WHAT THE TASK REQUIRES »
Word for word, reproduce all entries below, leaving every picture out.

DATA PROVIDED »
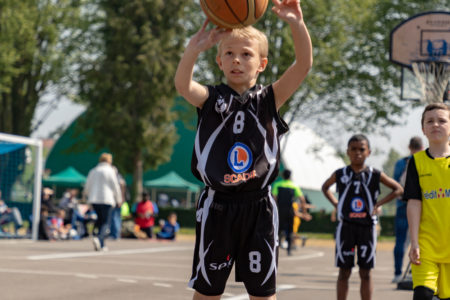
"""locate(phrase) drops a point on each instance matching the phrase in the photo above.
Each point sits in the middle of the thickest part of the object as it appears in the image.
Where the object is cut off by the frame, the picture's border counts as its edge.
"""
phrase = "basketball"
(234, 13)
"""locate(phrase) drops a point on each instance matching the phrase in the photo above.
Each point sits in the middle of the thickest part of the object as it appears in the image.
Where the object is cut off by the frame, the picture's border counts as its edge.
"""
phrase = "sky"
(66, 111)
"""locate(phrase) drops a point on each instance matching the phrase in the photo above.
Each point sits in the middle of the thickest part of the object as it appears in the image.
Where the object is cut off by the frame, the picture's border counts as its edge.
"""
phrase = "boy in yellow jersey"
(427, 190)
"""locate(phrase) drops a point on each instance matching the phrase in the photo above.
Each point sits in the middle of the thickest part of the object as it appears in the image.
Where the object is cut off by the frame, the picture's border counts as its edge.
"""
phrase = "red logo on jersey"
(240, 158)
(236, 178)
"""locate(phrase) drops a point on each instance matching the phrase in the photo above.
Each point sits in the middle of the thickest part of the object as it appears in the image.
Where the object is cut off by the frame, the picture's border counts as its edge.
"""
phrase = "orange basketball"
(234, 13)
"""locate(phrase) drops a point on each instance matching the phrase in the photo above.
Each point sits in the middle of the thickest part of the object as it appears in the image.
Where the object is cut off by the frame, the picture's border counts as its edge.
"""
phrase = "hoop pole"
(37, 177)
(37, 192)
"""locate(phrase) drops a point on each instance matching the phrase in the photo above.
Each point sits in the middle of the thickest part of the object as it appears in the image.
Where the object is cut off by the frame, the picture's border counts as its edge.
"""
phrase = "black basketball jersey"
(237, 146)
(358, 193)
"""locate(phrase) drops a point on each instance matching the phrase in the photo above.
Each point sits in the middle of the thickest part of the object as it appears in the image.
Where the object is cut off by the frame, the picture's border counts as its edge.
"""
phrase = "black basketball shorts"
(354, 239)
(241, 229)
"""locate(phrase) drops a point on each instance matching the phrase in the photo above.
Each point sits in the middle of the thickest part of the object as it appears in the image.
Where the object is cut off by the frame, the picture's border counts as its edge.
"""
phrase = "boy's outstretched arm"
(326, 189)
(396, 191)
(288, 83)
(192, 91)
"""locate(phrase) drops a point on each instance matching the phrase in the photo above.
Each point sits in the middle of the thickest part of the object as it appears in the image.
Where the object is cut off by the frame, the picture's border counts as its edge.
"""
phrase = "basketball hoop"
(433, 77)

FINISHED EXERCISE »
"""locate(phrase) drops a point on each instance matching the phrase in the photo above.
Each point sits in the middle of the thickest part of the object as it appears in the image.
Where the object is cut off by the frame, the picture's border counts as its edge.
"""
phrase = "basketball"
(234, 13)
"""locate(phrase) drops a point on each instance matching the phrase in the photo above.
Each point sits in the middle of the thickest part of the object as it appears in the image.
Where the object is cut off by the frame, the picture's border counts as its edge.
"""
phrase = "sky"
(66, 111)
"""locate(phrase) drops a point on each instance matching the phrase in the photo above.
Each point sits in the middle of the thickest part of the object as it appears in the image.
Where the object is cut off by the frame, the picture's border counts as its edge.
"""
phrase = "boy in yellow jersey"
(427, 190)
"""locate(phrase) drops a point on each instance matching the phrase in the photo above.
Each point sits in the middle of the thickest part of the object as it appears in the image.
Where the object is cut off by the frame, the picture's border counts as its edge.
"""
phrase = "red logo on jersey"
(240, 158)
(236, 178)
"""locate(phrase) drops a point on each instance matching the phrase in the photo above.
Each point sits in the middle of the thickest part of the object as it appears in the image.
Where the object is cut off by the frame, the picture's border counts as its edge.
"""
phrase = "orange basketball"
(234, 13)
"""locate(phrase) drops a point on each instance matching the phrase in the photo above.
Each point sits in the middle of the thickest part of the object as it appears in the image.
Where the object is cut off by the frame, the picture's border counts as its edge.
"""
phrase = "hoop pole"
(37, 177)
(37, 192)
"""locate(phrase) drops a point on each instance matching the phrase in the photo above.
Each point sits in the middle of the thickest part of the object as it appears in the image.
Where the object is cut off by the frame, the picture's border counts as its edge.
"""
phrase = "black basketball jersey"
(237, 146)
(358, 193)
"""locate(phrase) drops a point on each instance matching the phrase in the photo above.
Each point sits in the middle of the thickest part of the object as it appears in the image.
Where the object is cut off by the frame, the picture's border counts as its edge.
"""
phrase = "black basketball shorts"
(354, 239)
(241, 229)
"""locate(phrase) drops a point on each instance matching the phrase in the photo above.
Each point sits in the middle of the thickest part of the object as it appears in the image.
Where the object is cut off by the frame, the picture's border counts as its edge.
"""
phrase = "boy's outstretched arm"
(326, 189)
(396, 191)
(288, 83)
(192, 91)
"""locate(phrase) drops a point on each instance matching the phrase in the photo above.
Each point sits in the middle of the thickest part of the object as it appears in the image.
Where the object is cut off by the frame, the picture's border counts as its edge.
"""
phrase = "basketball hoop"
(433, 77)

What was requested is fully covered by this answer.